TASK: In the listing below, update everything from the line containing "Where can the white upper" down to the line containing "<point>364,62</point>" by swapping "innermost" for "central" and leaving the rest unchanged, then give back only those lines.

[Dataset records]

________________________

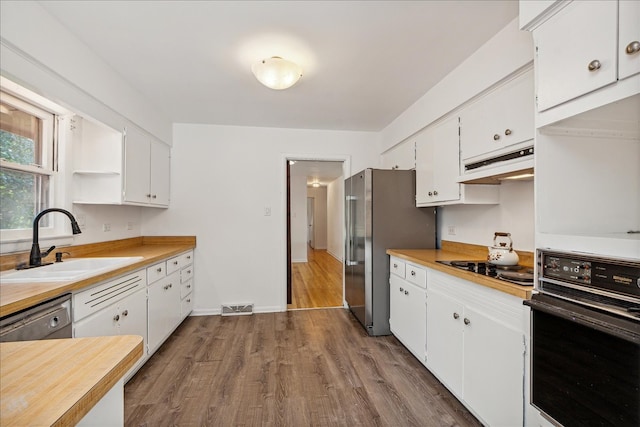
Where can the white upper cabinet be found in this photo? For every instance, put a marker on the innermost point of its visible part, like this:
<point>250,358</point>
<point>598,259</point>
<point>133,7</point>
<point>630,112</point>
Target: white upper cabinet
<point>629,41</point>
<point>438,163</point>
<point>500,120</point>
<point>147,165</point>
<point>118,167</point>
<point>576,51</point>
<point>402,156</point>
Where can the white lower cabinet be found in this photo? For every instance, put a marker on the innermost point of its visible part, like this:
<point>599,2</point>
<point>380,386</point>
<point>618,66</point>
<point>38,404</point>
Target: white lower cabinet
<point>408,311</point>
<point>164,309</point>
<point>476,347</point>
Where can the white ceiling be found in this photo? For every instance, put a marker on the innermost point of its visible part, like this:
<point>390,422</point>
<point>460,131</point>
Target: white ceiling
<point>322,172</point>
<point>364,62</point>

________________________

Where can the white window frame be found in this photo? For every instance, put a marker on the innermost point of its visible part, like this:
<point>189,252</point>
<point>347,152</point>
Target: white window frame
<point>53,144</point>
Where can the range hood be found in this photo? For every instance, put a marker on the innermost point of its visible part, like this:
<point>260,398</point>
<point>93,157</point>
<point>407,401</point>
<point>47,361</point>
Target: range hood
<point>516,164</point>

________________________

OUTPUT OF THE EXERCISE:
Where can the white upper cabinet be found in this photo? For every instance, put a marker on the central point of its visible part, like this:
<point>250,358</point>
<point>598,259</point>
<point>133,7</point>
<point>630,112</point>
Target: white upper cabinet
<point>629,41</point>
<point>438,163</point>
<point>500,120</point>
<point>147,165</point>
<point>118,167</point>
<point>576,51</point>
<point>402,156</point>
Where can the white lower cabinet be found in this photo? For every instance, put a marker on the central point of its visible part, like this:
<point>599,2</point>
<point>380,386</point>
<point>618,66</point>
<point>38,404</point>
Target: white lower cabinet
<point>408,311</point>
<point>164,309</point>
<point>476,347</point>
Where can the white ceiling be found in this photo? For every instance, put a marker on the central point of its visible part, like this:
<point>390,422</point>
<point>460,131</point>
Target: white ceiling
<point>322,172</point>
<point>364,62</point>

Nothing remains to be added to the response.